- **Data provided**:
:::

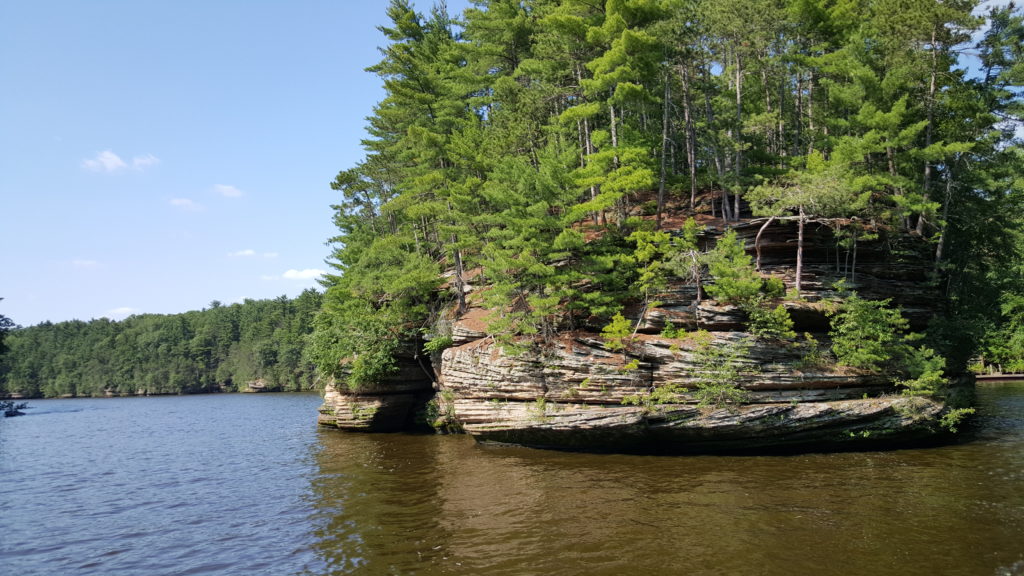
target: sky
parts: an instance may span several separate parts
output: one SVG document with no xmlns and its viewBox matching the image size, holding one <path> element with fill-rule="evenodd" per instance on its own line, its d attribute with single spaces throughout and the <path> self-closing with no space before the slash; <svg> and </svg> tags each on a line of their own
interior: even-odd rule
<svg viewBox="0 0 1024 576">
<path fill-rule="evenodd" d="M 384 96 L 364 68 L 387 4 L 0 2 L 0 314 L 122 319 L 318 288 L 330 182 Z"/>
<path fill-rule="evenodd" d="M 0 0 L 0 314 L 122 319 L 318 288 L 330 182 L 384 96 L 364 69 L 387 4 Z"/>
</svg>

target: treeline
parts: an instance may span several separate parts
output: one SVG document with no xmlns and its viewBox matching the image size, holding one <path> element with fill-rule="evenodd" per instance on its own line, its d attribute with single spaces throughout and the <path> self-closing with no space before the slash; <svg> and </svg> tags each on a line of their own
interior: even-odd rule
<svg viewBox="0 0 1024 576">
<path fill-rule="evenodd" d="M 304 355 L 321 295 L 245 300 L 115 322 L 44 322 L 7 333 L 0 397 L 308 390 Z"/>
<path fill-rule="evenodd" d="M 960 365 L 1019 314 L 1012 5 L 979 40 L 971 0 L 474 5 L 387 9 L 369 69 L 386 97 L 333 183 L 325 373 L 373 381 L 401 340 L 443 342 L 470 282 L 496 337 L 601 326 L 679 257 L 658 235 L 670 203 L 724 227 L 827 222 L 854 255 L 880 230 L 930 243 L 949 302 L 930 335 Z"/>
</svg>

:::

- **Work instruction**: Return each entry exactly as given. Leave the images out.

- **Exercise answer**:
target: sky
parts: an instance may span several separate parts
output: one SVG document with no xmlns and its viewBox matching the image size, holding one <path> element with fill-rule="evenodd" per instance on its own line, its d attribute with single spaces throughout and the <path> self-closing with no space before the slash; <svg> and </svg> tags each on a line of their own
interior: even-odd rule
<svg viewBox="0 0 1024 576">
<path fill-rule="evenodd" d="M 384 96 L 364 68 L 387 4 L 0 2 L 0 314 L 122 319 L 318 288 L 330 182 Z"/>
<path fill-rule="evenodd" d="M 0 0 L 0 314 L 122 319 L 318 288 L 330 182 L 384 96 L 364 69 L 387 4 Z"/>
</svg>

target: treeline
parts: an instance may span several separate parts
output: one SVG document with no xmlns and its viewBox matching the image size, holding one <path> element with fill-rule="evenodd" per instance on its own line, its d attribute with single spaces throughout and the <path> self-closing with no space before the slash; <svg> and </svg> tags each on a line of their own
interior: even-odd rule
<svg viewBox="0 0 1024 576">
<path fill-rule="evenodd" d="M 304 355 L 321 295 L 245 300 L 115 322 L 44 322 L 7 333 L 0 397 L 308 390 Z"/>
<path fill-rule="evenodd" d="M 960 365 L 1019 314 L 1012 5 L 979 40 L 971 0 L 474 5 L 387 9 L 369 69 L 386 97 L 333 183 L 325 373 L 373 381 L 401 340 L 443 342 L 470 282 L 496 337 L 601 326 L 679 257 L 658 235 L 670 203 L 724 227 L 827 222 L 854 255 L 880 230 L 930 243 L 949 302 L 930 335 Z"/>
</svg>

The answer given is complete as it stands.